**Listed records**
= = = = = = =
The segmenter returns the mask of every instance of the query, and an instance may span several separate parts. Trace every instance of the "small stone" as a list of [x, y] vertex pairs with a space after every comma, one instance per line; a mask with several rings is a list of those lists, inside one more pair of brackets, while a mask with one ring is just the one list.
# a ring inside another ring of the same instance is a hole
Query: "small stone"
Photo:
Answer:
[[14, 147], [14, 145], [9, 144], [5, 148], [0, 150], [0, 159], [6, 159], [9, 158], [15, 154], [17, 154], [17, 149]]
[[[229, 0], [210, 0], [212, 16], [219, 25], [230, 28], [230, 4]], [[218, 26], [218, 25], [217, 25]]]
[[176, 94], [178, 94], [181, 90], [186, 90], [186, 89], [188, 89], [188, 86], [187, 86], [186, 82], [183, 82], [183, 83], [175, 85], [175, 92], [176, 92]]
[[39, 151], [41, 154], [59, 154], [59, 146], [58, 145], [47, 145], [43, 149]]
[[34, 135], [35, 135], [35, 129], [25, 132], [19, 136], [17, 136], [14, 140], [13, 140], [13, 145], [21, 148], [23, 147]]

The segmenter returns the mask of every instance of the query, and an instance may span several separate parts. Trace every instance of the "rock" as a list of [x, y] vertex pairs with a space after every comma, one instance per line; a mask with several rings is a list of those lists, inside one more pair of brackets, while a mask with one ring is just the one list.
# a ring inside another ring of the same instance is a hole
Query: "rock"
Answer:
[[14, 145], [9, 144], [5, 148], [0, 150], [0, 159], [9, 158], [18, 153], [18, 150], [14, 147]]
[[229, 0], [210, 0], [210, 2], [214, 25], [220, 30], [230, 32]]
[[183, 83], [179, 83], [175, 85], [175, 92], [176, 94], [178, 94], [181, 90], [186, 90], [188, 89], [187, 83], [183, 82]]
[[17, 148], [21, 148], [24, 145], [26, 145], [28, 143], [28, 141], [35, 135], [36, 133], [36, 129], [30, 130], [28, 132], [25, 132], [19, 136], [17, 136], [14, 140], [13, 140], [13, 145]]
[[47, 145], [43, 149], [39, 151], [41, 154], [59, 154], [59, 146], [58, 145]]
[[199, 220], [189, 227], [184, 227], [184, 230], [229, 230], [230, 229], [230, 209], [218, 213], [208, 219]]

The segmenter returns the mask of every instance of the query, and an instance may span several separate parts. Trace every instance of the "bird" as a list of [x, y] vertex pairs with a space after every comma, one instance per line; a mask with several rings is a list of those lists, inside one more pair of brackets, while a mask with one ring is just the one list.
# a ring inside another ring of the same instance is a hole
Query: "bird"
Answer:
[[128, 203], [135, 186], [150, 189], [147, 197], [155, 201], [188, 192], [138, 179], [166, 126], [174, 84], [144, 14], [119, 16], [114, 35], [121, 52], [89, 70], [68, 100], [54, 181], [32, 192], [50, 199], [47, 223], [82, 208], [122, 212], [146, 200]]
= = = = = = =
**Aim**
Rewrite the material above with every "vertex pairs" changed to "coordinate pairs" and nothing else altered.

**Complete answer**
The segmenter returns the mask of every instance of the query, and an instance may span several separate parts. Trace every instance of the "small stone" as a list of [x, y] coordinate pairs with a space after every comma, one instance per line; a mask with several rings is a list of those lists, inside one more pair of brackets, while a mask with one ring is just the one list.
# a ring inside another ring of the same instance is a hole
Query: "small stone"
Photo:
Answer:
[[14, 147], [14, 145], [9, 144], [5, 148], [0, 150], [0, 159], [6, 159], [9, 158], [15, 154], [17, 154], [17, 149]]
[[[229, 0], [210, 0], [212, 16], [219, 25], [230, 28], [230, 4]], [[218, 26], [218, 25], [217, 25]]]
[[176, 94], [178, 94], [181, 90], [186, 90], [186, 89], [188, 89], [188, 86], [187, 86], [186, 82], [183, 82], [183, 83], [175, 85], [175, 92], [176, 92]]
[[39, 151], [41, 154], [59, 154], [59, 146], [58, 145], [47, 145], [43, 149]]
[[34, 135], [35, 135], [35, 129], [25, 132], [19, 136], [17, 136], [14, 140], [13, 140], [13, 145], [21, 148], [23, 147]]

The segmenter returns the mask of every instance of the query, and an instance may span several separate parts. Trace every instance of the "rock" as a list of [x, y] coordinate pairs with a space after every comma, one instance per line; a mask with several rings is a list of those lists, inside one more pair of brackets, while a mask with one ring is just the one list.
# a ring inside another ring of the same instance is a hole
Query: "rock"
Answer:
[[14, 145], [9, 144], [5, 148], [0, 150], [0, 159], [9, 158], [18, 153], [18, 150], [14, 147]]
[[229, 0], [210, 0], [210, 2], [214, 25], [220, 30], [230, 32]]
[[183, 83], [179, 83], [175, 85], [175, 92], [176, 94], [178, 94], [181, 90], [186, 90], [188, 89], [187, 83], [183, 82]]
[[17, 148], [21, 148], [24, 145], [26, 145], [28, 143], [28, 141], [35, 135], [36, 133], [36, 129], [30, 130], [28, 132], [25, 132], [19, 136], [17, 136], [14, 140], [13, 140], [13, 145]]
[[47, 145], [43, 149], [39, 151], [41, 154], [59, 154], [59, 146], [58, 145]]
[[199, 220], [189, 227], [184, 227], [184, 230], [229, 230], [230, 229], [230, 209], [218, 213], [208, 219]]

The segmenter returns the mask of every instance of the query, and an instance may span several separate parts. Trace every instance of the "bird" as a list of [x, y] coordinate pairs with a space after every comma, one instance per line; a mask with several rings is a list of those lists, inside one more pair of brackets, while a mask with one ring is just the one list.
# a ring inside another ring of the same instance is a hole
Query: "bird"
Answer:
[[128, 203], [135, 186], [150, 189], [147, 197], [155, 201], [188, 192], [138, 179], [166, 126], [174, 84], [144, 14], [119, 16], [114, 35], [121, 52], [89, 70], [68, 100], [54, 181], [32, 192], [50, 199], [47, 223], [82, 208], [122, 212], [146, 200]]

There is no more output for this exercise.